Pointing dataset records
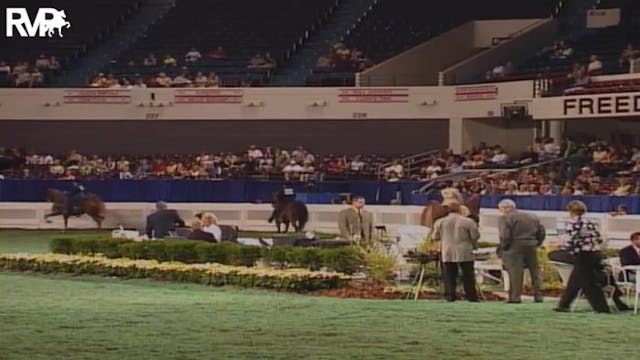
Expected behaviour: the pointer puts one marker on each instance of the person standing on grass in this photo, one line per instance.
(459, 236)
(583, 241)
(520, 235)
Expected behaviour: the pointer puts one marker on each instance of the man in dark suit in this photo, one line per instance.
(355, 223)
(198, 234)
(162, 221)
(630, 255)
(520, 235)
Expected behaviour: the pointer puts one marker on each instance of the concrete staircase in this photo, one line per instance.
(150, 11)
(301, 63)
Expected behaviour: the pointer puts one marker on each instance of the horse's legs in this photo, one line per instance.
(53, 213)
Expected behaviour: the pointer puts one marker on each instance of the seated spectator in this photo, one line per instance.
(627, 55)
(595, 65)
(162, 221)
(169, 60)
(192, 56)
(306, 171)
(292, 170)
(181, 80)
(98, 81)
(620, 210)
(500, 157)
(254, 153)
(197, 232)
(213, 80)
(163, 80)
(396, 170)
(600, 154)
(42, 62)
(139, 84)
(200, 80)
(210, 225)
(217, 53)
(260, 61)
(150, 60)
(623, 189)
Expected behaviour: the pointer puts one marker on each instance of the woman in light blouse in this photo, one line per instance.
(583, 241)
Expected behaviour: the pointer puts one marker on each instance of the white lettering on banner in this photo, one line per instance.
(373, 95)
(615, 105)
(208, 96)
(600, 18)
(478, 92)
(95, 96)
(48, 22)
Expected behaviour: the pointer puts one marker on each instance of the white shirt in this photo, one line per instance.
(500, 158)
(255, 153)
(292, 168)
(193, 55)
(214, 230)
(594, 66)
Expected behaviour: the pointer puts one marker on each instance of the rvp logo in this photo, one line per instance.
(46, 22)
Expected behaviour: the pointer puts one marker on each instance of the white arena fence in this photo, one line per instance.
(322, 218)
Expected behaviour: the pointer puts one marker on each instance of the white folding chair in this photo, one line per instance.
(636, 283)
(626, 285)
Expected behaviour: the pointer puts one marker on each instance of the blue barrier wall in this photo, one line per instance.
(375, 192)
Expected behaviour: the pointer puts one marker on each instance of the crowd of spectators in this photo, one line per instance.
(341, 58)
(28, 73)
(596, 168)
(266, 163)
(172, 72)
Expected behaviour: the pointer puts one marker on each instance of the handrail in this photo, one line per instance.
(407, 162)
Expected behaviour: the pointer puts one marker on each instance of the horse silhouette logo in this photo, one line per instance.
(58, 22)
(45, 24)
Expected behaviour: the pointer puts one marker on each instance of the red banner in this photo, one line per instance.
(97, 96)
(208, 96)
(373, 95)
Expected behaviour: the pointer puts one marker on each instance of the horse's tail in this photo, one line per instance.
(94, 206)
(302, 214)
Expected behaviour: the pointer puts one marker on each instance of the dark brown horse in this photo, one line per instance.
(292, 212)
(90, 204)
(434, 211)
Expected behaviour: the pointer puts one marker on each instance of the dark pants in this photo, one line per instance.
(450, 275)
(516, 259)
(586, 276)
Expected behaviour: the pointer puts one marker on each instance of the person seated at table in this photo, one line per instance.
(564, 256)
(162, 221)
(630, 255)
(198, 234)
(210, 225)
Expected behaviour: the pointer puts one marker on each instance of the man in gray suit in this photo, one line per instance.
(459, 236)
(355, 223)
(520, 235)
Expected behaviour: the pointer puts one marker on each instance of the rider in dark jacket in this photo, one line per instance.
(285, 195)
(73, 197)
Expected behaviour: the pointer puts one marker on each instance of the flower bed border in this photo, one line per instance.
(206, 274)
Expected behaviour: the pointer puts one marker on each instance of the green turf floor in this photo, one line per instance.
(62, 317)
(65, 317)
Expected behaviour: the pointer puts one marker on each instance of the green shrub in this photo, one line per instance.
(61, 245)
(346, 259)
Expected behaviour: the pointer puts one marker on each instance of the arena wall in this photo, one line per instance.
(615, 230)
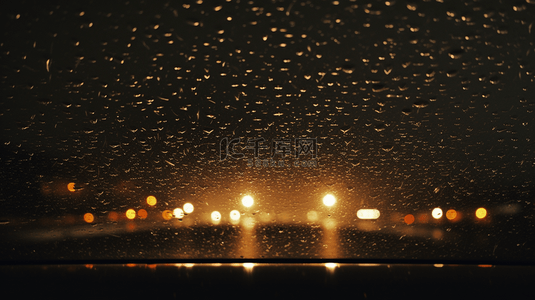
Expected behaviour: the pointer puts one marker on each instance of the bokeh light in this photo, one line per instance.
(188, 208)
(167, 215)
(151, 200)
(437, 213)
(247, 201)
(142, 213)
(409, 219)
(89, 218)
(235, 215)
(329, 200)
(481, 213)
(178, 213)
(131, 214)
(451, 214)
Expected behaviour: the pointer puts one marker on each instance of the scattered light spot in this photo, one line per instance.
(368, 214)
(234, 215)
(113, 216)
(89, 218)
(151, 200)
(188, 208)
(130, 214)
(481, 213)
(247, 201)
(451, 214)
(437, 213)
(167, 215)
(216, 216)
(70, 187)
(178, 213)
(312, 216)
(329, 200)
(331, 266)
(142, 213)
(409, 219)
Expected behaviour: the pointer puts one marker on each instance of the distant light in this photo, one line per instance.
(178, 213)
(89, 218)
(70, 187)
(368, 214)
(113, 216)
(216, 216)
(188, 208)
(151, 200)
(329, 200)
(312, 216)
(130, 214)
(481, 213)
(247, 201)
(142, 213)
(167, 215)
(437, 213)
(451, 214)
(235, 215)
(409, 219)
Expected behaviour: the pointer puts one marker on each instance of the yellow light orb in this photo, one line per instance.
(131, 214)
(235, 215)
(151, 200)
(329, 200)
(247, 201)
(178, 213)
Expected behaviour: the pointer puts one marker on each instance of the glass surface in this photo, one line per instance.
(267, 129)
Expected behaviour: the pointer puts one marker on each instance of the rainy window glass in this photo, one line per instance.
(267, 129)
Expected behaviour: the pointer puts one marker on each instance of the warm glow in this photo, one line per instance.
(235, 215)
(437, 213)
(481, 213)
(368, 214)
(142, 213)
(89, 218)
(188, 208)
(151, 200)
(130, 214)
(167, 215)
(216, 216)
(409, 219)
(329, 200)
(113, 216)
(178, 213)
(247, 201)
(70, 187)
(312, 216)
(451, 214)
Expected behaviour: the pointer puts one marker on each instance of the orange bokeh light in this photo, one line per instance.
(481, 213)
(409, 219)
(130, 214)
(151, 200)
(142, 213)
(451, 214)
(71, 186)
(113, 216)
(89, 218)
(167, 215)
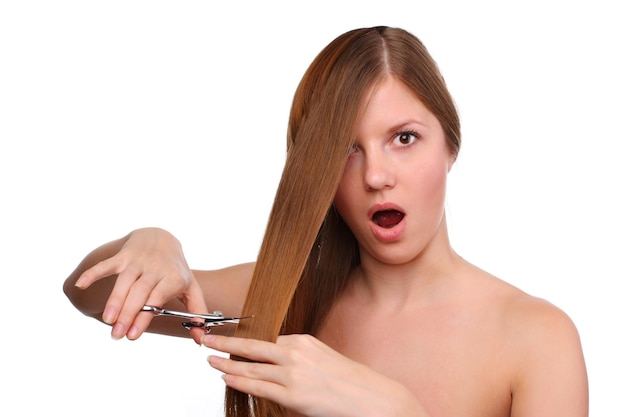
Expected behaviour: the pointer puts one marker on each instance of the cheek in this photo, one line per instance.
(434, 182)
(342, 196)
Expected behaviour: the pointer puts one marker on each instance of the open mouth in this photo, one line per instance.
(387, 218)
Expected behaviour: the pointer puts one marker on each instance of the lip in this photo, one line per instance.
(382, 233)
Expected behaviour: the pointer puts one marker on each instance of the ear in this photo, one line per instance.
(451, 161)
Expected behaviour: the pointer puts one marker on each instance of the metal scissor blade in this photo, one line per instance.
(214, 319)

> _Your task_:
Do not include the images; transcribe the rest of the listing exactly.

> _Task response_:
Expected behaviour: the pointer puts one marker on each instance of the person standing on grass in this photo, one line per instance.
(459, 236)
(583, 241)
(520, 235)
Expected behaviour: the pointer puts one marker on each instance of the man in dark suit in this photo, one line per instance.
(355, 223)
(198, 234)
(162, 221)
(630, 255)
(520, 235)
Expected behaviour: the pointer puts one marker on each instance of the concrete staircase in this photo, one line per instance.
(150, 11)
(301, 63)
Expected behaviour: the pointer puts one marker on each instance of the horse's legs in this photo, one line per instance.
(53, 213)
Expected behaviour: the pointer puts one marker on each instance of the seated spectator in this photo, one line per instance.
(627, 55)
(595, 65)
(162, 221)
(169, 60)
(192, 56)
(306, 171)
(292, 170)
(181, 80)
(98, 81)
(620, 210)
(500, 157)
(254, 153)
(197, 232)
(213, 80)
(163, 80)
(396, 170)
(600, 154)
(42, 62)
(139, 84)
(200, 80)
(210, 225)
(217, 53)
(260, 61)
(150, 60)
(623, 189)
Expected behaviour: the pointer puts one marker on each instance of the woman in light blouse in this photo, one line per instance.
(583, 241)
Expected behaviour: the pointer puts one marker on each instance of the white lettering on banner in this photo, one line per instance.
(373, 95)
(615, 105)
(208, 96)
(600, 18)
(478, 92)
(95, 96)
(48, 22)
Expected behaviour: the pointer puts one marker on each instance of the white shirt in this photo, one line per instance.
(500, 158)
(255, 153)
(292, 168)
(193, 55)
(214, 230)
(594, 66)
Expected behaviour: the pointer puts one marker on each instance of the rvp logo in this photo, one line per instance.
(46, 22)
Expected behaviour: the pointer puts one marker on each instance of the white arena fence in this photo, one line per instance.
(322, 218)
Expected behaviour: the pointer puts one marker on each instance of the white folding chair in this photo, one line per instance.
(636, 283)
(626, 285)
Expected behaviour: the pointer puts one marker on each instance of the blue barrier wall in this photo, one line per instance.
(375, 192)
Expected behaviour: the pointer puts one marker on each instance of the crowd of spectators in this photo, one line per instance.
(341, 58)
(28, 73)
(596, 168)
(266, 163)
(172, 72)
Expected behaviour: the pointer puts one marker on each instance of the handrail in this photo, one line per instance.
(407, 162)
Expected behaviour: the pointer puts one marker on each instance of the horse silhouette logo in this photo, one line per instance.
(58, 22)
(45, 24)
Expected behaviour: the pointer puts one marker on each instance of the red banner in this photo, one line per instance.
(97, 96)
(208, 96)
(373, 95)
Expected behaviour: the pointer puts one marker on each instance of the horse's tail in this photo, one line per instance.
(94, 206)
(302, 214)
Expected behaviour: the pointer puts one marker on each instance of the dark brown horse in this photo, one line per instance.
(292, 212)
(90, 204)
(434, 211)
Expected behaviour: the pointer puts one marker on each instance of the dark pants in this photo, one line per instance.
(450, 275)
(516, 259)
(586, 276)
Expected behaviour: the pointer puts one marker on each instance of the person seated at table in this photo, one line per instance.
(564, 256)
(162, 221)
(630, 255)
(198, 234)
(210, 225)
Expected behaviour: the pointer puts one marker on each instance of the man in gray suit in this photo, one line per instance.
(459, 236)
(355, 223)
(520, 235)
Expected behaviour: the pointer puts one marker on each instance of the rider in dark jacket in this photo, one line per instance.
(285, 195)
(73, 197)
Expected behaviour: the pointer puts one marker on each instance of the flower bed border in this photo, one line per instance.
(206, 274)
Expected behaviour: the pointer puts one marker on each instance of the green turf floor in this photo, one line per instance.
(62, 317)
(65, 317)
Expected behaviour: the pointer puts one marker on each instance of the green shrub in this photo, one line per instance.
(61, 245)
(346, 259)
Expected behaviour: the pointer puts one marker on each instance of the arena wall in this photo, one line per instance.
(615, 230)
Expected behaviour: the pointer puts one marker on each instance of the bokeh light in this photo, one line per instance.
(188, 208)
(167, 215)
(151, 200)
(437, 213)
(247, 201)
(142, 213)
(409, 219)
(89, 218)
(235, 215)
(329, 200)
(481, 213)
(178, 213)
(131, 214)
(451, 214)
Expected behaviour: the pointer puts one marker on each instance of the scattered light spot in this photo, one line per instance.
(368, 214)
(234, 215)
(113, 216)
(89, 218)
(151, 200)
(188, 208)
(130, 214)
(481, 213)
(247, 201)
(451, 214)
(437, 213)
(167, 215)
(216, 216)
(70, 187)
(178, 213)
(312, 216)
(329, 200)
(331, 266)
(142, 213)
(409, 219)
Expected behaviour: the pointer puts one marker on each instance of the distant light in this photo, one line per instance.
(178, 213)
(89, 218)
(70, 187)
(368, 214)
(113, 216)
(216, 216)
(188, 208)
(151, 200)
(329, 200)
(312, 216)
(130, 214)
(481, 213)
(247, 201)
(142, 213)
(167, 215)
(437, 213)
(451, 214)
(235, 215)
(409, 219)
Expected behaviour: the pointer puts one marker on each instance of the yellow light orb in this photo, one line per instance.
(131, 214)
(235, 215)
(151, 200)
(329, 200)
(247, 201)
(178, 213)
Expected behaviour: the pointer puts one marker on each instance of the glass surface in this photo, one line per instance.
(267, 129)
Expected behaviour: the pointer puts one marker on each instance of the rainy window glass in this photo, one line per instance.
(267, 129)
Expected behaviour: the pointer puts one marker on each instance of the warm glow in this photo, one line per instance.
(235, 215)
(437, 213)
(481, 213)
(368, 214)
(142, 213)
(89, 218)
(188, 208)
(151, 200)
(130, 214)
(167, 215)
(216, 216)
(409, 219)
(329, 200)
(113, 216)
(178, 213)
(247, 201)
(70, 187)
(312, 216)
(451, 214)
Expected behaviour: the pointer puts one marker on each instance of the orange bokeh light in this photo, one line per instance.
(481, 213)
(409, 219)
(130, 214)
(151, 200)
(142, 213)
(451, 214)
(71, 186)
(113, 216)
(89, 218)
(167, 215)
Expected behaviour: the pointer puts one marker on each instance of the cheek in this photo, one line per instance.
(434, 182)
(342, 196)
Expected behaviour: the pointer puts one marker on each instance of the open mouth in this photo, one line per instance.
(387, 218)
Expected behaviour: the pointer puts one marker on each instance of the lip in this photo, one line per instance.
(382, 233)
Expected behaviour: the pointer puts one marker on each instance of the ear in this photo, one line per instance.
(451, 161)
Expected behaviour: the pointer puts one marker on each instance of the metal scissor blade in this photo, one line per instance.
(214, 319)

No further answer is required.